DESCRIPTION OF THE TASK: Continue the market news roundup about Roche, Spark Therapeutics and Berkshire Hathaway below, starting after its last sentence.

Roche is paying up for gene therapy

Shares of gene therapy specialist Spark Therapeutics catapulted 120.1% to $113.48 after Swiss pharmaceutical giant Roche Holdings announced it is buying the company for $114.50 per share in an all-cash deal worth $4.3 billion. The price is a 122% premium to Friday's closing price and 19% above Spark's all-time high of $96.59 last July.

Spark specializes in gene therapies for genetic diseases, and was the first company to receive FDA approval for such a treatment in 2017, when Luxturna was approved as a one-time therapy for a rare disease that causes blindness. The biggest prize for Roche on the near-term horizon, though, is Spark's gene therapies for hemophilia A and hemophilia B, which are in late-stage clinical trials. Those assets will complement Roche's current entry into the hemophilia market, Hemlibra.

The deal still needs approval from Spark shareholders and regulatory authorities, but Roche, which acquired a genetic testing company last year and biotechnology pioneer Genentech a decade ago, expects the transaction to close in the second quarter.

Check out the latest Spark Therapeutics earnings call transcript.

Berkshire Hathaway reports higher operating earnings

One event that is highly anticipated in the investment community is the release of Berkshire Hathaway's annual letter to shareholders, which is penned by Warren Buffett himself. The 2018 edition reported a big gain in operating earnings and a change in the way the company will report results. The stock finished up 0.2%.

DATASET CONTENT:

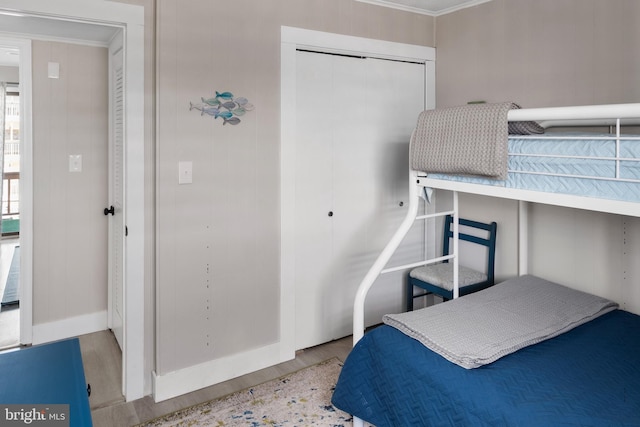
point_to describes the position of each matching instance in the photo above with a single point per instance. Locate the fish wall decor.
(223, 105)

ANSWER TO THIS PROBLEM:
Berkshire reported a loss of $25.4 billion, but that came about because under accounting rules, the company must report paper losses from the value of publicly traded stocks in its portfolio in current earnings. Buffet encourages shareholders to focus on operating earnings, which for the year came in at $24.8 billion, exceeding the previous high set in 2016 by 41%.

Buffett said that the company will depart from its long tradition of reporting book value, since over time, Berkshire will be "a significant repurchaser" of its own shares, which causes a divergence of the metric from the company's intrinsic value.

Looking forward, Buffett said that prices for businesses with good long-term prospects are "sky high," meaning Berkshire will probably continue to expand its holdings of marketable securities, rather than buy companies outright.